From The History Channel
Sixty-five years ago today, an American phenomenon went national. American Bandstand with “America’s Youngest Teenager,” Dick Clark at the helm, changed from a local Philadelphia show into a national, coast-to-coast hit sensation.
In the late 1950s, when television and rock and roll were new and when the biggest generation in American history was just about to enter its teens, it took a bit of originality to see the potential power in this now-obvious combination of television, rock and roll, and teenagers.
The man who saw that potential more clearly than any other was a 26-year-old Utica, New York, disc jockey named Dick Clark, who transformed himself and a local Philadelphia television program into two of the most culturally significant forces of the early rock-and-roll era. His iconic show, American Bandstand, began broadcasting nationally on August 5, 1957, beaming images of clean-cut, average teenagers dancing to the not-so-clean-cut Jerry Lee Lewis’ “Whole Lotta Shakin’ Goin’ On” to 67 ABC affiliates across the nation.

### Supplied records:
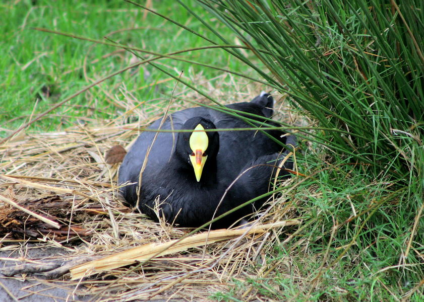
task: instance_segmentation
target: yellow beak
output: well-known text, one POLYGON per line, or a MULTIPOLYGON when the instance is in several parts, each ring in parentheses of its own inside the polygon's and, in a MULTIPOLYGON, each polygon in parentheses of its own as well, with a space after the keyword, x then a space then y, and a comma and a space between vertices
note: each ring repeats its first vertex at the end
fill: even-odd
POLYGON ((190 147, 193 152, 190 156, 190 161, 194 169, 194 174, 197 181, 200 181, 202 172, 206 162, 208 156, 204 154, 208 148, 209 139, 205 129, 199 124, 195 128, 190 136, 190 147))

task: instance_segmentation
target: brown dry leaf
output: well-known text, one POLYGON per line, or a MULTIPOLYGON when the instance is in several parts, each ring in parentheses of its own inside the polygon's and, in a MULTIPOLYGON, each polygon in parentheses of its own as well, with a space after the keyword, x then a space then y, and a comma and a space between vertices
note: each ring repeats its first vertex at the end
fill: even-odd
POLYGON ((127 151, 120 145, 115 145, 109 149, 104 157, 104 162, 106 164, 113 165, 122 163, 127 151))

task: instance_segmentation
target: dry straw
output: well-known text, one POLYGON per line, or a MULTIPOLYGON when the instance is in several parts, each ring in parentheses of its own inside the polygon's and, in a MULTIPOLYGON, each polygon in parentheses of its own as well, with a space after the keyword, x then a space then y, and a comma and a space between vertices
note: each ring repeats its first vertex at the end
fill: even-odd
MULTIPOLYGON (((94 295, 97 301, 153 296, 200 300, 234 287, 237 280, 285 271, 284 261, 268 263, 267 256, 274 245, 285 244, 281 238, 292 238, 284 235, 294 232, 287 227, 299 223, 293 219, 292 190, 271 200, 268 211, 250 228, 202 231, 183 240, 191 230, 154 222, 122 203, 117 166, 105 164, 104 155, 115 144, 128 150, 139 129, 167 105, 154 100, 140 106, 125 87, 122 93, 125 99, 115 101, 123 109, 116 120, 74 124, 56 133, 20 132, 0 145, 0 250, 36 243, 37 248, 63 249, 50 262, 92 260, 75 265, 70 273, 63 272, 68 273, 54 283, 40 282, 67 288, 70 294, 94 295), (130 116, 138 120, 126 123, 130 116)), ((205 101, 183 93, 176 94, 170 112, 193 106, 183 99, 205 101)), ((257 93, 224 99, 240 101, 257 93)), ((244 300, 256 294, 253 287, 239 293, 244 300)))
---
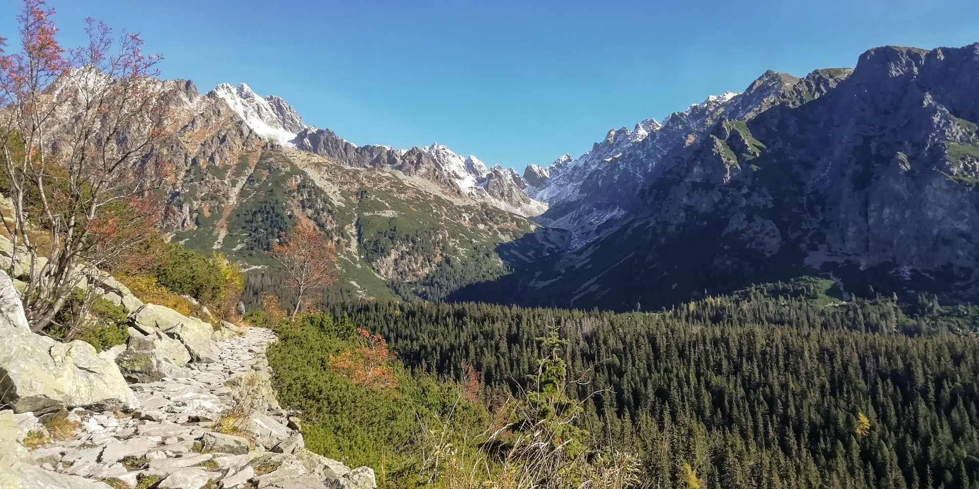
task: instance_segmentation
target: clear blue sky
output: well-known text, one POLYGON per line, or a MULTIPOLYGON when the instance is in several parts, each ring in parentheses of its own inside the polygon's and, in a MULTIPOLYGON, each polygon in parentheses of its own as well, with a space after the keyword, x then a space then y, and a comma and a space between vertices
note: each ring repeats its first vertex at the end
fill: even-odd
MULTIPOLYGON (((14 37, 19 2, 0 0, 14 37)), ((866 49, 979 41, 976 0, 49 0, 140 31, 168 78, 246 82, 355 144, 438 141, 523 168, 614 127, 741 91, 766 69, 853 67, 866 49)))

### Exercise requirements:
- 1) In the American Bandstand passage, on what date did the show begin broadcasting nationally?
- 2) From the American Bandstand passage, write out the part starting with "In the late" and going on through "roll, and teenagers.".

### Responses:
- 1) August 5, 1957

- 2)
In the late 1950s, when television and rock and roll were new and when the biggest generation in American history was just about to enter its teens, it took a bit of originality to see the potential power in this now-obvious combination of television, rock and roll, and teenagers.